# [DIRECTIONS FOR THIS TASK]
Pull out each line below that contains the word "Flag", and copy those lines unchanged.

-- start of MATERIALS PROVIDED --

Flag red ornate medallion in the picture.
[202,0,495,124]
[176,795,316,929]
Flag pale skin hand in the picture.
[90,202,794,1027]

-- end of MATERIALS PROVIDED --

# [CORRECT RESPONSE]
Flag red ornate medallion in the picture.
Flag pale skin hand in the picture.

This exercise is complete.